**JOBS**:
1. Copy the part of the patent excerpt below that begins at the words "4. The method of claim 1, wherein" and ends after the words "fingerprinting dense text.".
2. Answer these questions about the patent excerpt below:
(a) In claim 7, what kind of text is the fingerprinting technique appropriate for?
(b) According to claim 9, in what manner are (a) and (b) carried out?
(c) What is the serial number of the provisional application whose title ends with "Visually Identifiable Content"?
SELECTION start
2. The method of claim 1, wherein the submission comprises a
portion of the audio and/or visual media asset.
3. The method of claim 1, wherein the submission comprises an
entirety of audio and/or visual media asset.
4. The method of claim 1, wherein (a) comprises receiving an audio
media asset submission.
5. The method of claim 4, wherein step (b) is carried out using a
technique that compensates for pitch shifting that may have
occurred before or during (a).
6. The method of claim 1, wherein (a) comprises receiving a visual
media asset submission.
7. The method of claim 6, wherein (b) employs a technique
appropriate for fingerprinting sparse text.
8. The method of claim 6, wherein (b) employs a technique
appropriate for fingerprinting dense text.
9. The method of claim 1, wherein (a) and (b) are carried out in a
substantially simultaneous manner.
10. The method of claim 1, wherein (b) produces no identifying data
that correspond to any asset of the database, (c) comprises storing
the submission and accompanying identification data in the content
repository, and (d) comprises allowing the community to create or
edit one or more content objects for the entry.
11. The method of claim 1, wherein (b) produces identifying data
that correspond to one or more assets of the database, (c)
comprises locating the entry for the submission in the content
repository, and (d) comprises returning to the user one or more
content objects for the entry.
12. The method of claim 1, further comprising (e) allowing the
community to create or edit one or more content experiences that
capture a collection of content objects.
13. The method of claim 11, wherein at least one content object is
associated with an exclusive right to assets linked thereto.
14. The method of claim 13, wherein the exclusive right is
geographical.
15. The method of claim 13, wherein the exclusive right is
temporal.
Description
CROSS REFERENCE TO RELATED APPLICATIONS
[0001] This application claims priority to U.S. Provisional
Application Ser. No. 61/786,417, entitled "Collaborative Social
Platform for Building & Sharing a Vast Robust Database of
Auditory Identifiable Content," filed on Mar. 15, 2013, and to U.S.
Provisional Application Ser. No. 61/786,475, entitled
"Collaborative Social Platform for Building & Sharing a Vast
Robust Database of Visually Identifiable Content," filed on Mar.
15, 2013, the disclosures of which are incorporated by reference in
their entireties.
SELECTION end
SUPPLIED INFORMATION start
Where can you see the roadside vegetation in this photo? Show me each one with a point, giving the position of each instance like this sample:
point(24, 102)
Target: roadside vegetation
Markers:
SUPPLIED INFORMATION end
**ANSWERS FOR THE EXERCISE**:
1.
4. The method of claim 1, wherein (a) comprises receiving an audio
media asset submission.
5. The method of claim 4, wherein step (b) is carried out using a
technique that compensates for pitch shifting that may have
occurred before or during (a).
6. The method of claim 1, wherein (a) comprises receiving a visual
media asset submission.
7. The method of claim 6, wherein (b) employs a technique
appropriate for fingerprinting sparse text.
8. The method of claim 6, wherein (b) employs a technique
appropriate for fingerprinting dense text.

2.
(a) Sparse text.
(b) In a substantially simultaneous manner.
(c) 61/786,475.